§ **Passage**

This is why when Scripture tells us that one day, there will be a multitude that no one can count from every nation, people, tribe, and language, that will bow around the throne and sing His praises. This is why we go with confidence to every single people group represented in these scrolls. We go with confidence to every single one of those people groups, because we know that when you go and preach the gospel to the nations, there will be people who will respond. There will be people who will come to faith in Christ. We know this, and so we go with great confidence.

As soon as the doctrine of the sovereignty of God is undercutting evangelism, we have missed the point of God’s sovereignty. We have missed the point altogether. It does not undercut evangelism, or mission. It motivates evangelism, and mission.

I love what Charles Simeon said, as we conclude the compatibility of God’s sovereignty and man’s responsibility. Charles Simeon, a great pastor a long time ago. He basically said, “The truth is not in the middle, not in one extreme, but in both extremes.” In other words, if you take God’s sovereignty and man’s responsibility, the goal is not trying to find the best middle ground. The goal is to go to this extreme and that extreme. God is completely sovereign; man is completely responsible. Go in both extremes.

All of that leads to—the plan of God is beneficial. In other words, the plan of God is good. And we’re going to talk more about that, so just hold onto it for when we talk about God and evil.

Practical Implications of God’s Sovereign Will

How shall we live in light of the revealed will of God? We have to realize that God ordains in His sovereignty both the end, and the means—everything together. That means, when it comes to the revealed will of God—what God says to us in His Word; declares for us to do. We need to pray for the accomplishment of His revealed will. We need to pray for His Word to be accomplished. “Thy will be done.” What does that mean? Does that mean to say, “Well do whatever you were planning on doing”? No. It is saying, “God, we see this in your Word—your glory is going to be known in the nations—show your glory to the nations!”

Another one of the dangers is us thinking, “Well, whatever is going to happen is just going to happen. I don’t need to pray. God’s going to do it.” No! That’s not what Scripture is ever teaching! Scripture says, “You pray! Because it is the means by which God is working in the world!” So pray, and you will be involved in what God’s doing in nations all over the world. You pray, and be involved in what the God of the universe is doing. You are the means by which He is going to be opening blind eyes to see. He will do this because you’re praying and interceding for them. So pray.

§ **Required actions**
A – Summarize the passage in two sentences.
B – Repeat word for word the stretch of the passage from "This is why when" through "evangelism, and mission.".

§ **Information**
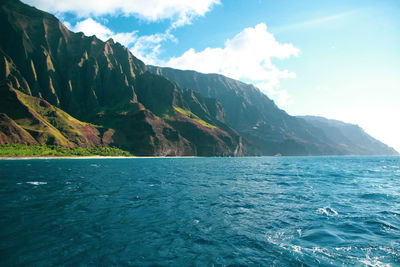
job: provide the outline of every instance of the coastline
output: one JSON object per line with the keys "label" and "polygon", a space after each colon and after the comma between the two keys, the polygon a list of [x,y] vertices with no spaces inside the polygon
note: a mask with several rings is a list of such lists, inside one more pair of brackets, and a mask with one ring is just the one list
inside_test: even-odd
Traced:
{"label": "coastline", "polygon": [[155,156],[149,156],[149,157],[144,157],[144,156],[32,156],[32,157],[2,157],[0,156],[0,160],[27,160],[27,159],[174,159],[174,158],[198,158],[196,156],[176,156],[176,157],[155,157]]}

§ **Responses to the exercise**
A – The passage argues that God's sovereignty does not undercut evangelism and mission but motivates them, since Scripture says a countless multitude from every nation will bow around the throne and people will respond when the gospel is preached. Citing Charles Simeon, it holds that God is completely sovereign and man completely responsible, and it urges believers to pray because prayer is the means by which God is working in the world.

B –
This is why when Scripture tells us that one day, there will be a multitude that no one can count from every nation, people, tribe, and language, that will bow around the throne and sing His praises. This is why we go with confidence to every single people group represented in these scrolls. We go with confidence to every single one of those people groups, because we know that when you go and preach the gospel to the nations, there will be people who will respond. There will be people who will come to faith in Christ. We know this, and so we go with great confidence.

As soon as the doctrine of the sovereignty of God is undercutting evangelism, we have missed the point of God’s sovereignty. We have missed the point altogether. It does not undercut evangelism, or mission. It motivates evangelism, and mission.